======== Reading text

Clustering

Clustering involves finding related groups in the data and assigning every point in the dataset to one of the groups.

To validate that the model used is good, a verification needs to be done by a person labelling the dataset, and seeing the percentage matched.

# concat actual & predicted clusters together
y = pd.DataFrame(y.values, columns=['actual'])
cluster = pd.DataFrame(kmeans.labels_, columns=['cluster'])
df = pd.concat([y,cluster], axis=1)

# view absolute numbers
res = df.groupby('actual')['cluster'].value_counts()
print(res)

# view percentages
res2 = df.groupby('actual')['cluster'].value_counts(normalize=True)*100
print(res2)

K-Means

Key Hyperparameter	Desc
n_clusters	no. of clusters

Specify number of clusters (3)
3 random data points are randomly selected as cluster centers
Each data point is assigned to the cluster center it is cloest to
Cluster centers are updated to the mean of the assigned points
Steps 3-4 are repeated, till cluster centers remain unchanged

Introduction to Machine Learning with Python (book)

It is important to scale the features before applying K-means, unless the fields are not meant to be scaled, like distances. Categorical data is not appropriate as clustering calculated using euclidean distance (means). For long distances over an lat/long coordinates, they need to be projected to a flat surface.

================

Objectives
1. Which variable names are assigned values in the code of the clustering notes?
2. Retype the passage of the clustering notes starting at "# concat actual" and ending at "df = pd.concat([y,cluster], axis=1)".
The listing after this point comes from a different source than the clustering notes.

======== Stored data

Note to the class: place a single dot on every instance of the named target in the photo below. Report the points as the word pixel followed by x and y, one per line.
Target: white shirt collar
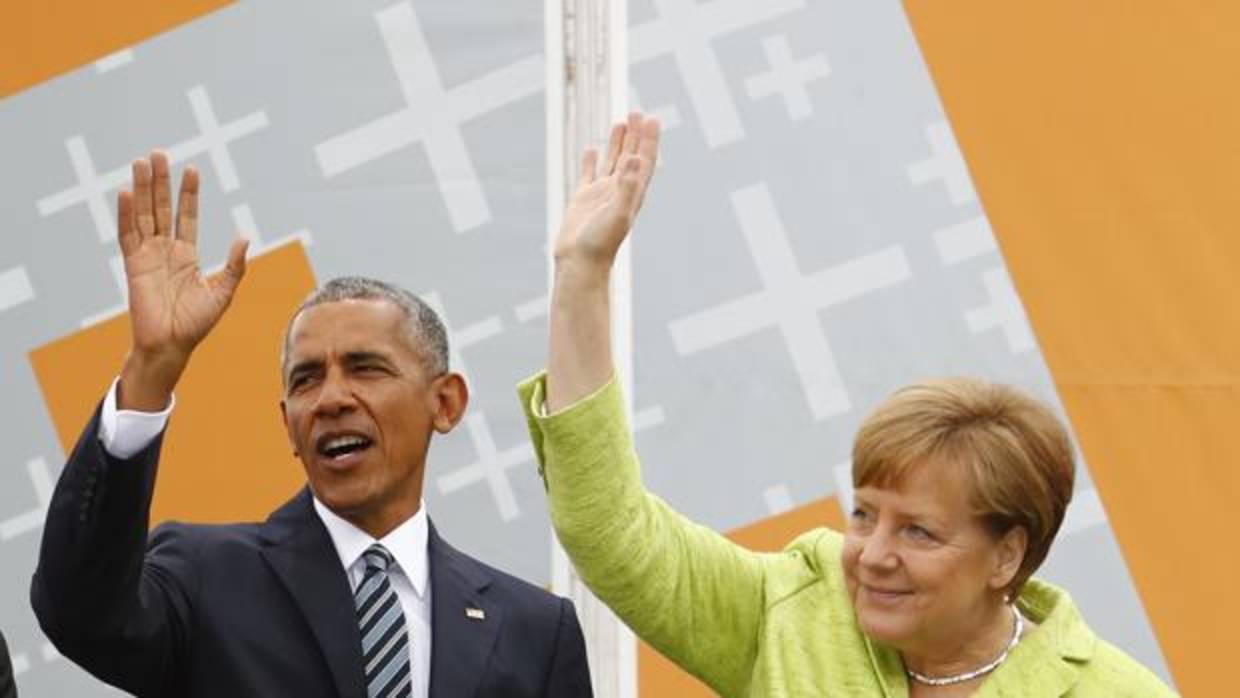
pixel 406 542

================

Solutions by task
1. y, cluster, df, res, res2

2.
# concat actual & predicted clusters together
y = pd.DataFrame(y.values, columns=['actual'])
cluster = pd.DataFrame(kmeans.labels_, columns=['cluster'])
df = pd.concat([y,cluster], axis=1)